BEGIN
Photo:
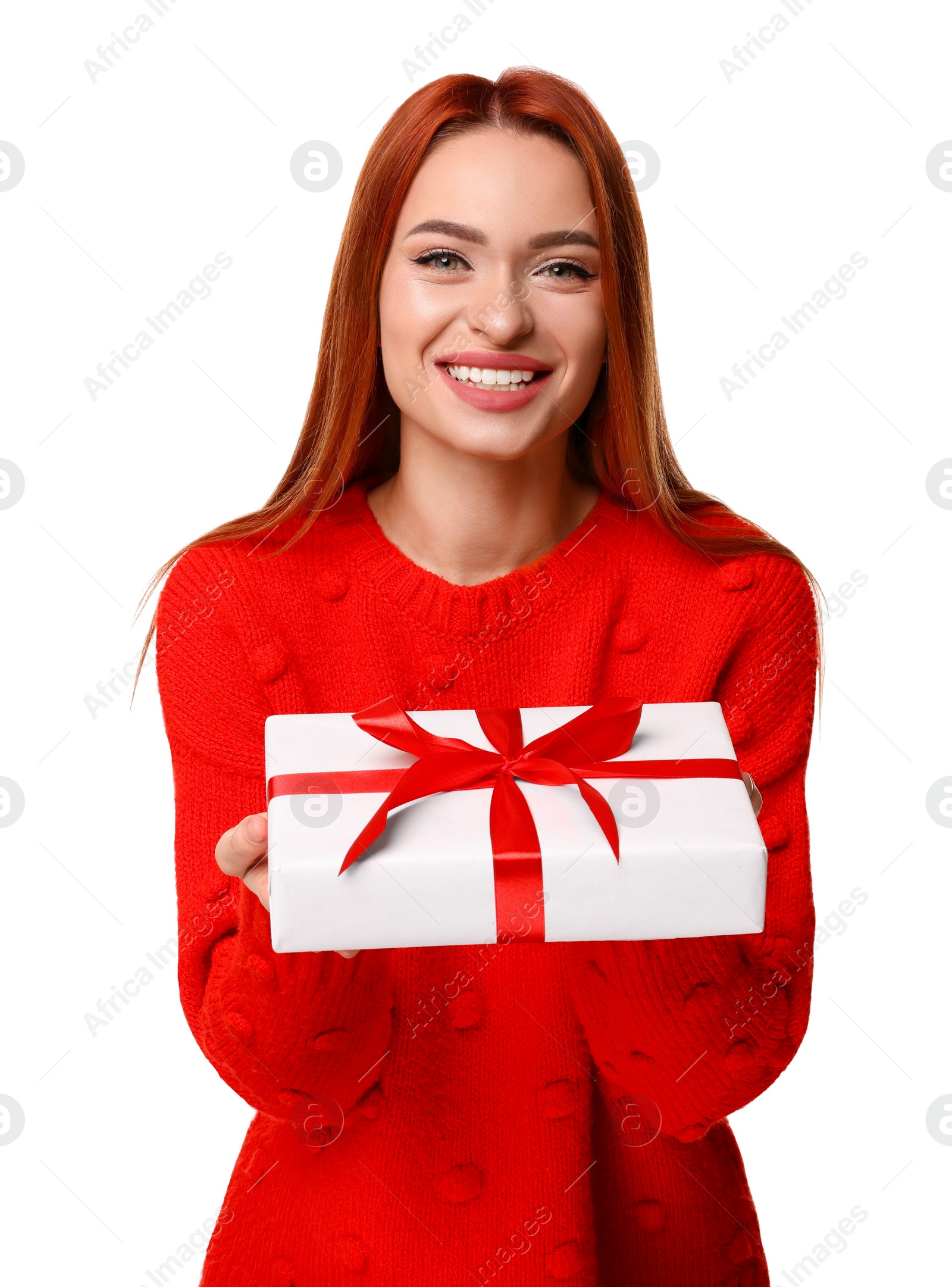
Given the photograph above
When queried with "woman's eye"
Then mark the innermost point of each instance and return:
END
BEGIN
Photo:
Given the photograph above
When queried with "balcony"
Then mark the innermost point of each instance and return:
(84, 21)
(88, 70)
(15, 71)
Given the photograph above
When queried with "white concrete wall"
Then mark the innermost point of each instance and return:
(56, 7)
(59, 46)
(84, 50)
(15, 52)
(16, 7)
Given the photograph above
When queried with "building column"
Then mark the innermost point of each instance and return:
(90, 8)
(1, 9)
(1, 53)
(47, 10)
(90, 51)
END
_Given request:_
List every line in the rows above that contains "queried", copying each line in full. Case counts.

_Solution:_
When queried with "woman's eye"
When queried with "balcony"
When queried with "white concrete wall"
When queried with "building column"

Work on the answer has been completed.